**TEXT PASSAGE:**
The team leading the bid for a World Heritage listing for South Australia's Flinders Rangers has welcomed government support to increase engagement with the region's traditional owners.
The federal government will be providing $500,000 over the next four years to go towards empowering First Nations people to identify priorities for the protection of the heritage of the Flinders Ranges.
The region was nominated for a tentative listing as a World Heritage site with UNESCO on behalf of the South Australian government and its traditional owners, the Adnyamathanha people, early last year.
Adnyamathanha elder Vince Coulthard said while the initial application predominantly focused on the site's geological heritage, being scattered with fossils believed to be more than half-a-billion years old, he believed the stories of the region's first inhabitants deserved global recognition.
"I said, if you’re going to look at the geological history of the Flinders and it's going to be World Heritage recognition, then I’d like to see that the Aboriginal cultural interest is also considered here, otherwise we just won’t support it.

**INFORMATION:**
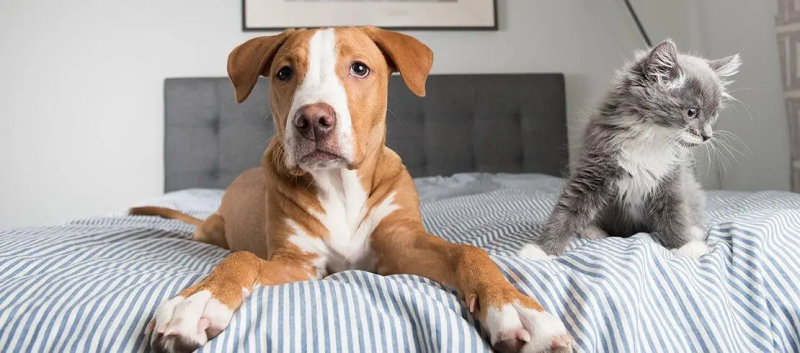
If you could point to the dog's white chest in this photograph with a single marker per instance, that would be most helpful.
(349, 221)
(646, 165)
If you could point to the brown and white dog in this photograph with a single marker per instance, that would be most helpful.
(330, 196)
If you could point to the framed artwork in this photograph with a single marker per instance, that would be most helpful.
(272, 15)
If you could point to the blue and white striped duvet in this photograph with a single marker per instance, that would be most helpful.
(92, 285)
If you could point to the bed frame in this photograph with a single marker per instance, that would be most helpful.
(493, 123)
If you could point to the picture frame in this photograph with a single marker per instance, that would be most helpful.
(408, 15)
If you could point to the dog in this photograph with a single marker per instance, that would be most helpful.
(330, 196)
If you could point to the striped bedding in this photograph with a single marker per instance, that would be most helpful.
(92, 285)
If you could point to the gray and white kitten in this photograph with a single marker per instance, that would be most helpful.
(635, 170)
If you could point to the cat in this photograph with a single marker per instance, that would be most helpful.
(635, 168)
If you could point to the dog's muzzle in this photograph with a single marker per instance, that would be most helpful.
(316, 145)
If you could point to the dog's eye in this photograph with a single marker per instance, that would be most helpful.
(359, 70)
(285, 73)
(692, 112)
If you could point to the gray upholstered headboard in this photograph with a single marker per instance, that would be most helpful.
(512, 123)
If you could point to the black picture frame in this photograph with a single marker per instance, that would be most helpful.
(493, 27)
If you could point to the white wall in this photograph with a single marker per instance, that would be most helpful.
(81, 107)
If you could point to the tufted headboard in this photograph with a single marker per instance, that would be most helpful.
(503, 123)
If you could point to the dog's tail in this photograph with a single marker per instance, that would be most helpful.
(163, 212)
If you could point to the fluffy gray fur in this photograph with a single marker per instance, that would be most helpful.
(635, 170)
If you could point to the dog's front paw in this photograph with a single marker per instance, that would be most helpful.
(515, 327)
(184, 324)
(533, 252)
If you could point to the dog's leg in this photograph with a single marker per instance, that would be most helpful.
(200, 312)
(514, 321)
(212, 231)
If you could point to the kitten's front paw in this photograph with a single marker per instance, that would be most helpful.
(593, 232)
(694, 248)
(533, 252)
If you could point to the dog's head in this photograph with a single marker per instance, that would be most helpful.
(328, 88)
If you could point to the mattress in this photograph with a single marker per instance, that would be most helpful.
(93, 284)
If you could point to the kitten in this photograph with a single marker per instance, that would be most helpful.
(635, 172)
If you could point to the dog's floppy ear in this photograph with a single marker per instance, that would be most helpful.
(252, 59)
(406, 55)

**PROBLEM REQUIREMENTS:** Switch "tentative" to "provisional" and give the Flinders Ranges article again, starting with "The federal government" and going on through "early last year.". The records are material on their own, separate from the article on the Flinders Ranges World Heritage bid.

**EXERCISE RESPONSE:**
The federal government will be providing $500,000 over the next four years to go towards empowering First Nations people to identify priorities for the protection of the heritage of the Flinders Ranges.
The region was nominated for a provisional listing as a World Heritage site with UNESCO on behalf of the South Australian government and its traditional owners, the Adnyamathanha people, early last year.